What needs to be done:
Copy every entry below word for word, leaving each line unchanged.

Data provided:
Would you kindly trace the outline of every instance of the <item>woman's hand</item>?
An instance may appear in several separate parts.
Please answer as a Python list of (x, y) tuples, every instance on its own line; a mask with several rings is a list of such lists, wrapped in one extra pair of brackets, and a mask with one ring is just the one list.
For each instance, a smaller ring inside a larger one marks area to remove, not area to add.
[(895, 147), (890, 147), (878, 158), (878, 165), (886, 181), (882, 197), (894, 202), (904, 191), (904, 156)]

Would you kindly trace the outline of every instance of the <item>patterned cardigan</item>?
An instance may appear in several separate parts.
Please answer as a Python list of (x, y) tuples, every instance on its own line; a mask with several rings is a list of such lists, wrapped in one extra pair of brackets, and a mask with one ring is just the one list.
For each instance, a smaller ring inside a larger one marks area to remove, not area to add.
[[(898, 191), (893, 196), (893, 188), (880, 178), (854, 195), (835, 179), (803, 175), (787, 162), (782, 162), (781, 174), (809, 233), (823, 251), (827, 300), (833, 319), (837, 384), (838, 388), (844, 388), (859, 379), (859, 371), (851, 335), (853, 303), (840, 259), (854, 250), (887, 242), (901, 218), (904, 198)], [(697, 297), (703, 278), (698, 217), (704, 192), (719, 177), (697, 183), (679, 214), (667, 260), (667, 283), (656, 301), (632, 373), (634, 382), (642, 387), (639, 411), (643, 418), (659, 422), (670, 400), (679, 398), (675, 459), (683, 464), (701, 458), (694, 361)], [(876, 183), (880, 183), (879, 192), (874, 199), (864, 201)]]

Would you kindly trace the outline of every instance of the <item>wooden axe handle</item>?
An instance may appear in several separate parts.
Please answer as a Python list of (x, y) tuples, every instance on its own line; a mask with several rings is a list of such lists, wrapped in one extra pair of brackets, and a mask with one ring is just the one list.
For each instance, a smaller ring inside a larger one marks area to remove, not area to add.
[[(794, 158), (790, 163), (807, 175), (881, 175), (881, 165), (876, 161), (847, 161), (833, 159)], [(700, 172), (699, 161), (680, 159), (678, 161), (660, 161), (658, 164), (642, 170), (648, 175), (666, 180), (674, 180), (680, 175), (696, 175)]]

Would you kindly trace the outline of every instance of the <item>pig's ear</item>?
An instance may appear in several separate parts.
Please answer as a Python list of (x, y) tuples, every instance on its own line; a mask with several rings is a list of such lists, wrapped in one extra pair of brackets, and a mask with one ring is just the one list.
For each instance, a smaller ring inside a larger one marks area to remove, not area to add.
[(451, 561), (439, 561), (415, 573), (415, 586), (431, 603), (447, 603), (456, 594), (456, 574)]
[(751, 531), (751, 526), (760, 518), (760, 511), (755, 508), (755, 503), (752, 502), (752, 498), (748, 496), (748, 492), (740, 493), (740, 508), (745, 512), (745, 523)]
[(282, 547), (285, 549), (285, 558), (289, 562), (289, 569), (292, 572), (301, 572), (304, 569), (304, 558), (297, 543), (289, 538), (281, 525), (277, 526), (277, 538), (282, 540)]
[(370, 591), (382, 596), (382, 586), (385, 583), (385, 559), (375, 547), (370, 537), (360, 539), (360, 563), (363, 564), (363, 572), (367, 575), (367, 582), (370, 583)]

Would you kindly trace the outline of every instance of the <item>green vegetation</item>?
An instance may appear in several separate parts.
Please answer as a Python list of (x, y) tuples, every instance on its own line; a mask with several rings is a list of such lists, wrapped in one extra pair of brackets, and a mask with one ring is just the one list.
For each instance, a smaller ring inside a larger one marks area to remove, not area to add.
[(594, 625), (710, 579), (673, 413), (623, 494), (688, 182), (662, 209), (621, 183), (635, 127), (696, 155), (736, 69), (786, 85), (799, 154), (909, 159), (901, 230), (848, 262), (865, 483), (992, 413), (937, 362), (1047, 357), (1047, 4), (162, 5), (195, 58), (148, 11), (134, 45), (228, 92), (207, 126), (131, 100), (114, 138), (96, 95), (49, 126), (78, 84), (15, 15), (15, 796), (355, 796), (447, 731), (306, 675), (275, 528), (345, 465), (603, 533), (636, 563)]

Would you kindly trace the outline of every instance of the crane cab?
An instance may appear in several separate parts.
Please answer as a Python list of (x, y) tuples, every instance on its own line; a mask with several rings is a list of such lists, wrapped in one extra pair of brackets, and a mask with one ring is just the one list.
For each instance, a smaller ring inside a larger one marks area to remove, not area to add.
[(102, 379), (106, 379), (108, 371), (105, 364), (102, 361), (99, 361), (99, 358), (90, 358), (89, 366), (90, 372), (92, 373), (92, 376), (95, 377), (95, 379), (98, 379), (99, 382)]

Response:
Would you kindly trace the outline of every instance of the <item>woman's hand</item>?
An instance may appear in several separate parts.
Please answer as a Python list of (x, y) tuples, every instance on its own line; a mask with several rings is a list of such lists, wrapped in one extra pair of brackets, and a mask with one ring is just the one list.
For each instance, a smaller ring inside a larger one marks area to remove, not area to add.
[(895, 147), (890, 147), (878, 158), (878, 165), (886, 181), (882, 197), (894, 202), (904, 191), (904, 156)]

Would you kindly trace the outline of every instance of the <item>patterned cardigan</item>?
An instance may appear in several separate parts.
Please answer as a Python list of (x, y) tuples, every instance on its own line; a mask with several rings is a list of such lists, wrapped in one extra pair of brackets, and a mask with one ring is just the one list.
For each instance, a smaller ring inside a larger one marks area to remove, not area to add.
[[(898, 191), (893, 196), (893, 188), (880, 178), (854, 195), (835, 179), (803, 175), (787, 162), (782, 162), (781, 174), (809, 233), (823, 251), (827, 300), (833, 319), (837, 384), (838, 388), (844, 388), (859, 379), (859, 371), (851, 335), (853, 303), (840, 259), (854, 250), (887, 242), (901, 218), (904, 198)], [(697, 297), (703, 278), (698, 217), (704, 192), (719, 177), (697, 183), (679, 214), (667, 260), (667, 283), (656, 301), (632, 373), (634, 382), (642, 387), (639, 411), (643, 418), (659, 422), (670, 400), (679, 398), (675, 459), (683, 464), (701, 458), (694, 361)], [(876, 183), (880, 183), (879, 192), (874, 199), (864, 201)]]

Would you kindly trace the outline of every instance of the <item>wooden axe handle</item>?
An instance may appear in several separate parts.
Please answer as a Python list of (x, y) tuples, every instance on its own line; a mask with several rings is a list of such lists, wrapped in one extra pair of brackets, and a mask with one ring is just the one list.
For each instance, a smaller ring inside a larger one marks area to remove, not area to add.
[[(794, 158), (790, 163), (807, 175), (881, 175), (881, 165), (876, 161), (847, 161), (833, 159)], [(700, 172), (699, 161), (680, 159), (678, 161), (660, 161), (658, 164), (642, 170), (648, 175), (666, 180), (674, 180), (680, 175), (696, 175)]]

Would you kindly trace the outline of every instance of the <item>pig's ear</item>?
An instance may appear in several separate parts.
Please answer as a Python list of (x, y) tuples, every instance on its own line; a mask with several rings is a list of such lists, wrapped in one extra pair of brackets, and a mask with one ring is just the one list.
For each instance, a smaller ring inside a larger one marks area to remove, not area to add.
[(451, 561), (439, 561), (415, 573), (415, 586), (431, 603), (447, 603), (456, 594), (456, 574)]
[(751, 531), (751, 526), (760, 518), (760, 511), (755, 508), (755, 503), (752, 502), (752, 498), (748, 496), (748, 492), (740, 493), (740, 508), (745, 512), (745, 523)]
[(282, 547), (285, 549), (285, 558), (289, 562), (289, 569), (292, 572), (301, 572), (304, 569), (304, 558), (297, 543), (289, 538), (281, 525), (277, 526), (277, 538), (282, 540)]
[(370, 591), (382, 596), (382, 586), (385, 583), (385, 559), (375, 547), (370, 537), (360, 539), (360, 563), (363, 564), (363, 572), (367, 575), (367, 582), (370, 583)]

Would you kindly trace the outline of every instance of the <item>green vegetation</item>?
An instance may appear in several separate parts.
Please answer as a Python list of (x, y) tuples, every instance on its own line; a mask with several rings is a list of such lists, wrapped in one extra pair of brackets, and a mask with one ring is just the one list.
For each instance, a smaller ring inside a larger one marks area to remove, not area to add.
[(594, 625), (710, 579), (673, 413), (623, 494), (688, 182), (662, 209), (621, 183), (635, 127), (696, 155), (736, 69), (786, 85), (799, 154), (909, 159), (901, 230), (848, 262), (865, 483), (992, 413), (937, 362), (1047, 357), (1047, 4), (162, 5), (195, 58), (148, 11), (134, 45), (228, 92), (207, 126), (131, 100), (114, 138), (96, 95), (49, 126), (78, 84), (15, 15), (15, 796), (355, 796), (447, 731), (306, 675), (275, 528), (345, 465), (603, 533), (636, 563)]

Would you kindly trace the outline of every instance of the crane cab?
An instance may appear in several separate parts.
Please answer as a Python list of (x, y) tuples, every instance on its own line; a mask with several rings is a list of such lists, wrapped in one extra pair of brackets, and a mask with one ring is just the one list.
For each instance, a smaller ring inside a larger one marks area to remove, not area to add.
[(102, 379), (106, 379), (108, 371), (105, 364), (102, 361), (99, 361), (99, 358), (90, 358), (89, 366), (90, 372), (92, 373), (92, 376), (95, 377), (95, 379), (98, 379), (99, 382)]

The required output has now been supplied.